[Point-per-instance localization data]
════════════════════
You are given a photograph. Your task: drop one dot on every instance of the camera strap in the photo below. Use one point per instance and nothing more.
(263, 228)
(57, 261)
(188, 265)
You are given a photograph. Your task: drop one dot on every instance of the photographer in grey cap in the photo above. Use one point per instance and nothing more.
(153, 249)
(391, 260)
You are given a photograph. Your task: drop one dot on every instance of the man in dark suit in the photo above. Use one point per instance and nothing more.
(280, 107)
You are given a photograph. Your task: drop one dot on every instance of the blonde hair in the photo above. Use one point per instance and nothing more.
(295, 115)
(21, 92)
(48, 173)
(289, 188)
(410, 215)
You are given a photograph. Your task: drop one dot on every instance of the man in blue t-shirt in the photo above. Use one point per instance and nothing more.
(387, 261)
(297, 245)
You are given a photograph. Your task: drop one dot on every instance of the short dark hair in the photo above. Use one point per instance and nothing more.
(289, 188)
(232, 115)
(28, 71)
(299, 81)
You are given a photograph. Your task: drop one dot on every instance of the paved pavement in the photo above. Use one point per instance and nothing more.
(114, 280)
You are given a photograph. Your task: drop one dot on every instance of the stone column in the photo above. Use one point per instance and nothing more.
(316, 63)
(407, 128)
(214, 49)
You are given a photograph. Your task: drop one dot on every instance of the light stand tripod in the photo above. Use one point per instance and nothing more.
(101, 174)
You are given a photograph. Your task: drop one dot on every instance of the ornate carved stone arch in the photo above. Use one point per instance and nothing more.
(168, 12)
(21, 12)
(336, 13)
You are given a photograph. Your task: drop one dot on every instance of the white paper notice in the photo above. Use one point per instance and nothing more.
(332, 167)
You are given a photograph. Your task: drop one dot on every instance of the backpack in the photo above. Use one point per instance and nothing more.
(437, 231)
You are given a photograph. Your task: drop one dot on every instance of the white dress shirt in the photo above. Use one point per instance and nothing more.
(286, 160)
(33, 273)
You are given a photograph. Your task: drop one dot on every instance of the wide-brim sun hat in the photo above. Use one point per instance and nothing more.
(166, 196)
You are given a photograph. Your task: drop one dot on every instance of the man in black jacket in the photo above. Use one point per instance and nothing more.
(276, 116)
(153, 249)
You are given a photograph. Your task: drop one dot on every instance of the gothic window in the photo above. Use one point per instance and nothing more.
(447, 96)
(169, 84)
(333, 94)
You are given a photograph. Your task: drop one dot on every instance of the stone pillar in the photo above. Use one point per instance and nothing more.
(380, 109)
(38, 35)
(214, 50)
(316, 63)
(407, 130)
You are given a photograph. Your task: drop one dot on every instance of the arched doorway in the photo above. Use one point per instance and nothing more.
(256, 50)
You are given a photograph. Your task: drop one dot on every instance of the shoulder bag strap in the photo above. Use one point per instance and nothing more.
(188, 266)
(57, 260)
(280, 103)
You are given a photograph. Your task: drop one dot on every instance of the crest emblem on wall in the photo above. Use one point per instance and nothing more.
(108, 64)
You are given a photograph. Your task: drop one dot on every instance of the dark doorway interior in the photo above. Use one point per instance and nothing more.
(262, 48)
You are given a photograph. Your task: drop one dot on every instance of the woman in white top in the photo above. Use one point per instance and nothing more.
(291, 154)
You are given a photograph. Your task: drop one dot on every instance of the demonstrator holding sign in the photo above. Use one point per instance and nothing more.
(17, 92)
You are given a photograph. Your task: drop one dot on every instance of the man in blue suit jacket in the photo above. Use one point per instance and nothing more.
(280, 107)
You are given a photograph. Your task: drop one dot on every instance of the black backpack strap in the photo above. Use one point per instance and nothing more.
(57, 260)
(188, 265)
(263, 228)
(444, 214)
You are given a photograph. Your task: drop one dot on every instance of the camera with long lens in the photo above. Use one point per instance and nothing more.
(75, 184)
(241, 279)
════════════════════
Work to be completed: Each line of the records must be reproduced exactly.

Solution below:
You are given a photograph. Your task: drop one dot on every instance of the camera strap in the photo below. Use one point per instance and nothing more.
(263, 228)
(57, 261)
(188, 265)
You are given a photograph. Your task: drop one dot on every instance of the photographer in grey cap in the photo above. Use one point per instance and nothing more.
(153, 249)
(391, 260)
You are given a photograph. Your task: drop one dot on every instance of the man in dark suit in the photo above. Use one point per instance and nothing more.
(280, 107)
You are given a photograph. Your task: drop one dot on every instance of the blonde hair in the photo above. Use one point per instance and nothing more.
(295, 115)
(21, 92)
(48, 173)
(289, 188)
(410, 215)
You are given a photograph. Your task: drop one dot on every instance of the man in blue t-shirt in the photo above. Use one point per instance and nothing more.
(387, 261)
(297, 245)
You are given a photograph. Your task: drop one dot on every instance of the short dark hair in the photo above. Use one point per instance and nothing more.
(289, 188)
(232, 115)
(28, 71)
(299, 81)
You are given a photograph. Your task: drop one dot on every instance of the paved pavement in the photo above. Use one point per instance and nothing more.
(114, 280)
You are given a photograph. Your task: drop one dot on every instance of the stone column in the photo above. Use one point per instance and nothing more.
(316, 63)
(407, 128)
(214, 49)
You are given a photograph. Your task: drop one dot on every instance of the light stand tripod in the photo above. Use one point per instance and nothing more.
(101, 174)
You are given a photograph. Your task: drop one dot on every instance of the ornate carved stone arch in the photo above. Use one point per instance and nothing more.
(168, 12)
(21, 12)
(336, 13)
You are given a photograph. Your task: drop one dot on every instance of the white paper notice in the photo above. Use one point per instance and nothing more.
(332, 167)
You are given a photograph. Your task: drop one dot on every instance of the backpack in the photo above. Use one point per instance and nothing more.
(437, 231)
You are given a photograph. Your task: drop one dot on every instance of the white dress shirt in the photo above. Use one point per instance and nothing more.
(286, 160)
(33, 273)
You are given a photograph. Your task: drop one dot on every instance of the wide-brim sun hat in the photo above. Use one point per instance and nothing more.
(166, 196)
You are given a photograph. Your task: drop one dot on every instance of the man in black jacket in the photo above. Use one point per instance and nothing more.
(276, 116)
(153, 249)
You are given a photograph. Your task: drop one dot on every instance of the gothic window in the photo above. Use one point per instance and nothing more.
(447, 96)
(169, 84)
(333, 94)
You are given a photograph. Your task: drop one dot on every instance of the stone pillar in the photo above. Use one point per instance and nothing more.
(380, 109)
(38, 35)
(214, 50)
(316, 63)
(407, 130)
You are given a photograph. Your task: drop one dot on every instance of the arched doorway in the photo above. Use one point per instance and nothing more.
(256, 50)
You are given a photograph. Your task: drop one dot on every instance of the shoulder bag strap in the photo above. Use one point per instance and nothing more.
(188, 266)
(57, 260)
(280, 103)
You are given a photograph. Your task: drop one dot on every instance of the crest emblem on wall in the photo above. Use one point per instance and nothing more.
(108, 64)
You are given a photograph. Your task: drop one dot on every instance of the dark doorway interior in the photo above. Use one point per instance and nothing more.
(262, 48)
You are given a photograph. Your task: drop one dot on every instance of the woman in white top in the photo above. Use one point per instance and nothing more.
(291, 154)
You are given a photograph. Your task: drop one dot on every instance of the demonstrator holding sign in the photo above. Use one point per instance and nothing more.
(17, 92)
You are given a photograph. Your task: drop one dot on every instance of the man in blue suit jacket in the photo above. Use one point per instance and nothing more.
(280, 107)
You are given a photograph. Your task: drop one dot on every instance of the black backpack strap in the photo above. Use one point per instance and nothing more.
(57, 260)
(188, 265)
(263, 228)
(444, 214)
You are given a photograph. Your task: drop one dot on every instance of the camera with long lens in the photo above. Use one point per instance and nothing more.
(75, 184)
(241, 279)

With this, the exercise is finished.